— begin RECORDS SHOWN —

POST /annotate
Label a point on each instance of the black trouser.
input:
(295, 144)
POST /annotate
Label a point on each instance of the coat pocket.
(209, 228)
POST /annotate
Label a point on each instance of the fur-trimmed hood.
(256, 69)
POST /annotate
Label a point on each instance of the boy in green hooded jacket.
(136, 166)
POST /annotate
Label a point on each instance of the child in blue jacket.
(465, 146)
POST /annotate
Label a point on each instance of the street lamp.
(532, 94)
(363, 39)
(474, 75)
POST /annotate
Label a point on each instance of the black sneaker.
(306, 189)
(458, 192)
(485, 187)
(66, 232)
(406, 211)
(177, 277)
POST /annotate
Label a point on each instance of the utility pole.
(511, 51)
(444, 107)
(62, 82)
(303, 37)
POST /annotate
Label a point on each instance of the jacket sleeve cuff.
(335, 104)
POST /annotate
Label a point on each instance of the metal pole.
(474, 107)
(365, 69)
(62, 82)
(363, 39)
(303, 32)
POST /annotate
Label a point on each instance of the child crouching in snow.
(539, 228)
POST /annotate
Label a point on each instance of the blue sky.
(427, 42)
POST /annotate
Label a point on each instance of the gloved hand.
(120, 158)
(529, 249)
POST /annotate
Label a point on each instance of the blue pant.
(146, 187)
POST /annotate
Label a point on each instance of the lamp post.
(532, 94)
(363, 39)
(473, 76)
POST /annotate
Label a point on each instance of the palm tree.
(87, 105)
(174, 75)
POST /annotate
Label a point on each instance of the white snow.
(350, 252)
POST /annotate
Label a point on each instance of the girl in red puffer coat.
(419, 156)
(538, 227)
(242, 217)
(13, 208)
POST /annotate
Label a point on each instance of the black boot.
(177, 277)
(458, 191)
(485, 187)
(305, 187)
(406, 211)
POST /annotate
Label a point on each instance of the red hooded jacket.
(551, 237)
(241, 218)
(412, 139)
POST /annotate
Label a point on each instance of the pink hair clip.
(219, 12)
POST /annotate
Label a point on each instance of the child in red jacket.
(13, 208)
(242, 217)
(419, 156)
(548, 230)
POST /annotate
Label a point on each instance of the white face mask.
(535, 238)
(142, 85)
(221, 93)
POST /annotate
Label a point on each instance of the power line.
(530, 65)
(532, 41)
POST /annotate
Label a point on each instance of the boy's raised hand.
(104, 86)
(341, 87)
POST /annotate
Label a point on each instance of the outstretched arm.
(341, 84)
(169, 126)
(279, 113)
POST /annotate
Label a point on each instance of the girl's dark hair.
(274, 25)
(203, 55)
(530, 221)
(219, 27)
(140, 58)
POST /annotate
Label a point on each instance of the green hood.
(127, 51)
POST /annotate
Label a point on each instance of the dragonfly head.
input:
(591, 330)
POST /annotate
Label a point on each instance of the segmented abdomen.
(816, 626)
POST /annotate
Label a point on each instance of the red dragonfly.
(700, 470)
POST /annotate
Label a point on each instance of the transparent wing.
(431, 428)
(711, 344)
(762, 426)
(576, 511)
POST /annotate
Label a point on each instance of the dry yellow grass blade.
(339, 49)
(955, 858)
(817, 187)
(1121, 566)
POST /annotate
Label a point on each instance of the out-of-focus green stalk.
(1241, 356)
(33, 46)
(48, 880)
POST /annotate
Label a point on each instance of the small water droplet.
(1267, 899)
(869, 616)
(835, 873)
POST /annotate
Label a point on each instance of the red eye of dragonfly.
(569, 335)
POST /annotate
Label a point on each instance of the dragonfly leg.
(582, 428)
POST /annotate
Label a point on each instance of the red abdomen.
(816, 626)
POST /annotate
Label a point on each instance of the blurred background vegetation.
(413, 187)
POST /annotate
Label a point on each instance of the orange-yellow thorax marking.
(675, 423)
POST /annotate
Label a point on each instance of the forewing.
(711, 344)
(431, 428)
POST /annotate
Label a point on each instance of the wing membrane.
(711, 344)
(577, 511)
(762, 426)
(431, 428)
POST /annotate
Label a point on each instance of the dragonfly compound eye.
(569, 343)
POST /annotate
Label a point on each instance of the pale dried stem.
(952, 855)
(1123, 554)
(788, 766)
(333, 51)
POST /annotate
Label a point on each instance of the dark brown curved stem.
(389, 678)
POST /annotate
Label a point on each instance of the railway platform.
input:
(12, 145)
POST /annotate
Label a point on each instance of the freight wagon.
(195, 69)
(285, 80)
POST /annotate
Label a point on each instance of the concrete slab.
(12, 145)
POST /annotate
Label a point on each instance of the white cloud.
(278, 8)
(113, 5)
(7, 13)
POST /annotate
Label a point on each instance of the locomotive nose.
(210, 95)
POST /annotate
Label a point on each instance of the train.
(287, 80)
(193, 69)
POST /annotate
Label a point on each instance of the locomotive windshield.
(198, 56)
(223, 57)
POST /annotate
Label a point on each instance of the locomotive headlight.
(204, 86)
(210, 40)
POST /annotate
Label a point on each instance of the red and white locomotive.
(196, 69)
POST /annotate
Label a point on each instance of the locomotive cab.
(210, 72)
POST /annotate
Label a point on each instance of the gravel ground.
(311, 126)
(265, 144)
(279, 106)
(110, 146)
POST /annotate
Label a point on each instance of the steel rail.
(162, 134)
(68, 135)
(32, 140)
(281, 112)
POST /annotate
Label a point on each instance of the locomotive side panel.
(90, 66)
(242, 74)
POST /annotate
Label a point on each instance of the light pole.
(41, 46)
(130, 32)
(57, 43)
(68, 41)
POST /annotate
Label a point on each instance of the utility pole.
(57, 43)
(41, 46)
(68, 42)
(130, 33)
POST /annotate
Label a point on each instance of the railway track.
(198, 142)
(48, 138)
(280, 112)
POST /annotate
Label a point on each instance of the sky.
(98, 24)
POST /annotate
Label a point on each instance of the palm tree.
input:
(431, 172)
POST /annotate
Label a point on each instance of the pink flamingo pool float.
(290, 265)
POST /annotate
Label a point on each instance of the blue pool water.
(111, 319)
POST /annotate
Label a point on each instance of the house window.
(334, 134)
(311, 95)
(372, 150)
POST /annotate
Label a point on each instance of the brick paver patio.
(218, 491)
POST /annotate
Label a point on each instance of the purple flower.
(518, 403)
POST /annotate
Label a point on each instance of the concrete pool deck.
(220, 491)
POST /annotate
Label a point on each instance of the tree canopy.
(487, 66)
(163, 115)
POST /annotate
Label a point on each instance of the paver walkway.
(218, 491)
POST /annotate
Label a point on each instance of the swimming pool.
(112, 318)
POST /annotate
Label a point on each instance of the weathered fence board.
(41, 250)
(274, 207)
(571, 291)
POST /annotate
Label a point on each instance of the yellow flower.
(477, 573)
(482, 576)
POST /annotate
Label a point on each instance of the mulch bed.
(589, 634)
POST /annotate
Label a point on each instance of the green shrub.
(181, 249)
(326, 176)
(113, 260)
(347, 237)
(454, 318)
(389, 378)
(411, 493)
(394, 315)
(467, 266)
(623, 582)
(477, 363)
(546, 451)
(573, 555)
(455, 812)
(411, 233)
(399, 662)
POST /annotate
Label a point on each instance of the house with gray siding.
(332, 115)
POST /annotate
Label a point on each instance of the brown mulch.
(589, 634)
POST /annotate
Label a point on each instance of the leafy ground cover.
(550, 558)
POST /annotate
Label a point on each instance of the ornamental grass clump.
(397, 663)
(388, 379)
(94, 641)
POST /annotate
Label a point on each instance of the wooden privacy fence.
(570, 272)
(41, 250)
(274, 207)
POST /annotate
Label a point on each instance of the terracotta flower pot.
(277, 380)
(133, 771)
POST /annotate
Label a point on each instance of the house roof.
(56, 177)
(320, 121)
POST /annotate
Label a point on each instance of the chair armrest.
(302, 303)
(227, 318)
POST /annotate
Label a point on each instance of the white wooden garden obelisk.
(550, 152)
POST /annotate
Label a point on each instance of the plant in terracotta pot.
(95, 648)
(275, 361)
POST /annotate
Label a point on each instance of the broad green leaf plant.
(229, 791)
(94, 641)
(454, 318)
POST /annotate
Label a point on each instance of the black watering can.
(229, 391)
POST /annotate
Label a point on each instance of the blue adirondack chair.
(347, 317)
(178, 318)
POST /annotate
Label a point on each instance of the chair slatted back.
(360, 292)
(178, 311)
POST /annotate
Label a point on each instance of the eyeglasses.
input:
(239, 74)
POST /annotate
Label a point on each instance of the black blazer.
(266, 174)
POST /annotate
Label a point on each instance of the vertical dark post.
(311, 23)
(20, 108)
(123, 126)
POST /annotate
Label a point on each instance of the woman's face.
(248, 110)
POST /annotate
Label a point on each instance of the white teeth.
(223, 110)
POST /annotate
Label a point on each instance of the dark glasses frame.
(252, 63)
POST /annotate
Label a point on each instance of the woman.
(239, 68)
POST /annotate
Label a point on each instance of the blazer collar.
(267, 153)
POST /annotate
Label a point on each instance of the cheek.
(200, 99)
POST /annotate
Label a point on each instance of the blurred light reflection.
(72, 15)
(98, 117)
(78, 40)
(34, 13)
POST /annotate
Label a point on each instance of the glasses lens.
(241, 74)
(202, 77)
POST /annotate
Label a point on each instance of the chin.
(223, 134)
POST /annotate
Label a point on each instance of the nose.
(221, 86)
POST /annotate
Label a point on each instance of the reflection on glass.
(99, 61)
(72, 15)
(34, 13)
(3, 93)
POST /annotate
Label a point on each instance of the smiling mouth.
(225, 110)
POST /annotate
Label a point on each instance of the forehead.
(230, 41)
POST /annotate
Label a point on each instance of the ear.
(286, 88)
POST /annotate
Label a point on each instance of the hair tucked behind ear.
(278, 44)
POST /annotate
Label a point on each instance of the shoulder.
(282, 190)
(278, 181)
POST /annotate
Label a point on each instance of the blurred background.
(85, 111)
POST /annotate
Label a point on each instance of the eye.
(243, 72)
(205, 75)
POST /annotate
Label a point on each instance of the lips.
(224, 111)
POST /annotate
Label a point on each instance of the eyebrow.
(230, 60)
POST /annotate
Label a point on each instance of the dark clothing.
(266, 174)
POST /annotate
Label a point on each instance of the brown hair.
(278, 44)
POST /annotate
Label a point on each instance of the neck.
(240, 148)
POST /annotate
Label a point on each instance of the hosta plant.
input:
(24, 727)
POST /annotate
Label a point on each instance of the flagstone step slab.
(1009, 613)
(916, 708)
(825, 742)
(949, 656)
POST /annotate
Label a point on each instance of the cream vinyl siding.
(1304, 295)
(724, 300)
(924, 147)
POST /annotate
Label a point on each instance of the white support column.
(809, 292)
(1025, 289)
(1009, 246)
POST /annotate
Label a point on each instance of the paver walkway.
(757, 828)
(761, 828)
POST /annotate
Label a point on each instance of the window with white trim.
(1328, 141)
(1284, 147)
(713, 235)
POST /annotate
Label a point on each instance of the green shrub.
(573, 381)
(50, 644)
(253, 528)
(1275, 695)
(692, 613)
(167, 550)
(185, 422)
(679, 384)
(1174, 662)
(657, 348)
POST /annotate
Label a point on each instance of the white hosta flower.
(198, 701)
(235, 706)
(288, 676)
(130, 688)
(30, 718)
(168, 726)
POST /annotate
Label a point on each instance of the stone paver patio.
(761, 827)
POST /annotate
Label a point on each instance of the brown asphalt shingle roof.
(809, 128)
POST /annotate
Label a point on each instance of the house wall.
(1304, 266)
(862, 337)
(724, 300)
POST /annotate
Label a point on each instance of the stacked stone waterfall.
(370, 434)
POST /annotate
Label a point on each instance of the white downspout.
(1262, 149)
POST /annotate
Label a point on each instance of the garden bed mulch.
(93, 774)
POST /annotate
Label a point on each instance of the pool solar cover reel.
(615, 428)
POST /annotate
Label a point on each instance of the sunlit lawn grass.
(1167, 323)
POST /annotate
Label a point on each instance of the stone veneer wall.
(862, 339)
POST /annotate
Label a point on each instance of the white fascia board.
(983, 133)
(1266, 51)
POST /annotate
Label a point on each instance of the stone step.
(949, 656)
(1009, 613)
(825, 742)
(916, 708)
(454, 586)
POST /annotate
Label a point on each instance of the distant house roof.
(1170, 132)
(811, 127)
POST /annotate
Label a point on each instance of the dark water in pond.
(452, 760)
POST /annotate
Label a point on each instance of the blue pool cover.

— end RECORDS SHOWN —

▸ **YOUR OBJECTIVE**
Pull out every line in the rows above that contains the word "plant", matching its case exactly.

▸ **CORRECT RESULT**
Label a point on each instance of the plant in terracotta pot.
Label a point on each instance of the broad green leaf plant.
Label a point on each instance of the hosta plant.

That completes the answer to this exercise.